_Exercise instructions_
Answer these questions using the text on Bishop James McLoughlin.
1. What business did his parents run?
2. In what year did he leave full-time teaching?
3. Where did his consecration take place?

_Text shown_
- Diocese: Galway, Kilmacduagh and Kilfenora
- Installed: 1993
- Term ended: 2005
- Predecessor: Eamon Casey
- Successor: Martin Drennan

Orders
- Ordination: 20 June 1954 (Priest)
- Consecration: 28 March 1993 (Bishop)

Personal details
- Born: James McLoughlin 9 April 1929 Cross Street, Galway, Ireland
- Died: 25 November 2005 Galway Clinic
- Buried: Cathedral Crypt, Galway Cathedral
- Denomination: Roman Catholic Church
- Alma mater: Maynooth College

= James McLoughlin =

Irish bishop

James McLoughlin (9 April 1929 - 25 November 2005) was the Roman Catholic Bishop of Galway and Kilmacduagh and Apostolic Administrator of Kilfenora, Ireland for twelve years from 1993 to 2005.

==Early life and education==
McLoughlin was born in Cross Street in the centre of Galway City on 9 April 1929. His parents ran a small wholesale grocery business. He attended the Patrician Brothers primary school in Nuns' Island and St. Mary's College in Galway. He studied for the priesthood at Maynooth and was ordained on 20 June 1954.

==Priestly ministry==

After ordination he was appointed to the teaching staff of St. Mary's College, Galway where he developed interests in basketball and amateur dramatics, and was appointed diocesan secretary in September 1965, bring to that role a reserved dedication to duty, meticulous planning and financial acumen.

He left full-time teaching in 1983 and was appointed parish priest of Galway Cathedral.

==Bishop==
On 10 February 1993, the year after the sensational resignation of Bishop Eamon Casey, McLoughlin was appointed by Pope John Paul II as bishop of Galway and Kilmacduagh. His consecration took place in Galway Cathedral on 28 March 1993. After his death one obituary noted that McLouglhin's "quiet demeanour...intimate knowledge of Galway and his being a native son, made him the ideal man to assume responsibility for the diocese when Bishop Eamonn Casey resigned."

[Point localization data]
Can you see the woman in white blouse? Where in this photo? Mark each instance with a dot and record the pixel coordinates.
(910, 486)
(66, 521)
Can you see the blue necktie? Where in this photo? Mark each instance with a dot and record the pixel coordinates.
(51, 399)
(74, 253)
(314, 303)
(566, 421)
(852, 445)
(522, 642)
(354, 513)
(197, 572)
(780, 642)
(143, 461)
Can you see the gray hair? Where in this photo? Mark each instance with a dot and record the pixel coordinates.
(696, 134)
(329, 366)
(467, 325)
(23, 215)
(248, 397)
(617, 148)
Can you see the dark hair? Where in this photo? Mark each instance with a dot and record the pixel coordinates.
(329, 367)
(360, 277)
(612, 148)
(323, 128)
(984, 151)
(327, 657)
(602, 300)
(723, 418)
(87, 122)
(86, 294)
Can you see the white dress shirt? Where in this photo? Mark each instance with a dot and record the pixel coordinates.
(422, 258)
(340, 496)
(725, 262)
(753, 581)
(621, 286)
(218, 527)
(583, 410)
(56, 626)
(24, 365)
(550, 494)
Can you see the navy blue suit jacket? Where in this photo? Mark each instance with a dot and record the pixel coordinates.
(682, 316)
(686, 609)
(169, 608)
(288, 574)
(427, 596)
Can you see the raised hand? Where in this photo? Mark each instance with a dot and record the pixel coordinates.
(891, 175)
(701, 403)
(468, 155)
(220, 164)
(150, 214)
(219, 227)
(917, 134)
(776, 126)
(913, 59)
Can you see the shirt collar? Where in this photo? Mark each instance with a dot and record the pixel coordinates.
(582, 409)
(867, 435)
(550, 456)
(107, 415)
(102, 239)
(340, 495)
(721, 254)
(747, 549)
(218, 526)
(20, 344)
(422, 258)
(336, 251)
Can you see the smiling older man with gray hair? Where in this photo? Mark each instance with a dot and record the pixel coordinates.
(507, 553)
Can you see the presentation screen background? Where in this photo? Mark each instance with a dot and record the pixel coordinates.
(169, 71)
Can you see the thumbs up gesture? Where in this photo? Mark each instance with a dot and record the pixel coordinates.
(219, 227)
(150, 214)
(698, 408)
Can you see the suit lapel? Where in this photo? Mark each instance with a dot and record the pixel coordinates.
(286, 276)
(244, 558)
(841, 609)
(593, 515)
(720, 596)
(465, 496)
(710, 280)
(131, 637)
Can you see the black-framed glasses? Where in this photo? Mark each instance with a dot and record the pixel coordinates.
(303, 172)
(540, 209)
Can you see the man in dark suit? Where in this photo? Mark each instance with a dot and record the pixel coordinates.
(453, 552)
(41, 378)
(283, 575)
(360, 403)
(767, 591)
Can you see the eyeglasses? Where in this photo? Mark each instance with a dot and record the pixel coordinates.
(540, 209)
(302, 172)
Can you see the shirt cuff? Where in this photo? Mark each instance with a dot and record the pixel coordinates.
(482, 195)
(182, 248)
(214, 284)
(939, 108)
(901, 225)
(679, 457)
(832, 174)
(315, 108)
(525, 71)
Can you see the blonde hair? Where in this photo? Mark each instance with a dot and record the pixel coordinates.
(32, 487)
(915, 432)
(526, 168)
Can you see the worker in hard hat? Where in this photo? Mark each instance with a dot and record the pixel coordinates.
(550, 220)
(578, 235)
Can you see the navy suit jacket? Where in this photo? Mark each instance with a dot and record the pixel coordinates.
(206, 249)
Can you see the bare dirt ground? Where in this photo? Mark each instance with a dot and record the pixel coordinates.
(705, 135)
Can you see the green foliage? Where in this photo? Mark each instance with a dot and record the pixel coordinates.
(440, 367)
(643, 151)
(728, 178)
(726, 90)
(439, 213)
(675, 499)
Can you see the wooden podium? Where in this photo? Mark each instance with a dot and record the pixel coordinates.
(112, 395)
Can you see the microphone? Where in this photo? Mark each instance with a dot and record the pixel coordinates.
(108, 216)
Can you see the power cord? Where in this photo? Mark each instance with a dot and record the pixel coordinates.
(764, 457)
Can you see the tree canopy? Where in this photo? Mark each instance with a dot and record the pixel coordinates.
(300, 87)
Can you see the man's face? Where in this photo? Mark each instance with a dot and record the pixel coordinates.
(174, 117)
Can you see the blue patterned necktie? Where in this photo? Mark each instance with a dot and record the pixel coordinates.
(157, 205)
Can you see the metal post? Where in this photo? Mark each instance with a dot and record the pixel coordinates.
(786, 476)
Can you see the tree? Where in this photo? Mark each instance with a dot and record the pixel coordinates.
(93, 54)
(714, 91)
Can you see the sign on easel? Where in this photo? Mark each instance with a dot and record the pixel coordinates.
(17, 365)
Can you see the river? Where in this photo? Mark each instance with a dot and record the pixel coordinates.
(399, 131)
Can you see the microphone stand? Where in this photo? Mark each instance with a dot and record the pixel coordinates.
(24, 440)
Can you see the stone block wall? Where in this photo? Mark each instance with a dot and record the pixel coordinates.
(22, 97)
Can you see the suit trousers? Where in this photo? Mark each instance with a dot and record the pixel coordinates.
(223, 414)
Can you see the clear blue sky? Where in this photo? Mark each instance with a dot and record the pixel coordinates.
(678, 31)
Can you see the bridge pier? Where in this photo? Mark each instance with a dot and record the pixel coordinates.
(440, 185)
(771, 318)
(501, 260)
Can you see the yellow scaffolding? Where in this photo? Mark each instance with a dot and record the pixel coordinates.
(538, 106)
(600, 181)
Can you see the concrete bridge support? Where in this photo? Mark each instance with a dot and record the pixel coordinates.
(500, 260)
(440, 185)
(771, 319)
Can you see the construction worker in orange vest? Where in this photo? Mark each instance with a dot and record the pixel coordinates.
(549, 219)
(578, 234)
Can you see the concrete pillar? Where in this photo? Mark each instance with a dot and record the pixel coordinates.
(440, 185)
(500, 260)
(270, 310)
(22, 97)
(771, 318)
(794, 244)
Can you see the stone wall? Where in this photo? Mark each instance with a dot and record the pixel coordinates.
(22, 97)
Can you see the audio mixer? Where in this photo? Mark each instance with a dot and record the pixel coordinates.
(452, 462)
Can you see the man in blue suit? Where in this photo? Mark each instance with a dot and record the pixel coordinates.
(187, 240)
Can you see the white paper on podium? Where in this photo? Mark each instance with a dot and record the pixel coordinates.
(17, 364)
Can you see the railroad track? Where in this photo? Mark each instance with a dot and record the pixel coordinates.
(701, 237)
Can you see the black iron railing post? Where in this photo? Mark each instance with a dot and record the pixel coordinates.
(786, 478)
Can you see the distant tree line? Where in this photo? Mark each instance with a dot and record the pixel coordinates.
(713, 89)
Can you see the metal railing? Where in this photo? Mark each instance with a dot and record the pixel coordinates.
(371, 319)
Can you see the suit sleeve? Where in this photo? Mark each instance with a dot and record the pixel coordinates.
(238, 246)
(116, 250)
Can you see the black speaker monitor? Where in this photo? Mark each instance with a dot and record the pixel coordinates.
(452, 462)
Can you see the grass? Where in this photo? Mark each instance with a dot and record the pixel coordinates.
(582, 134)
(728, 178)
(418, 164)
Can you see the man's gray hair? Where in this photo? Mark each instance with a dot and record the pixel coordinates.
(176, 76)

_Result of this exercise_
1. A small wholesale grocery business
2. 1983
3. Galway Cathedral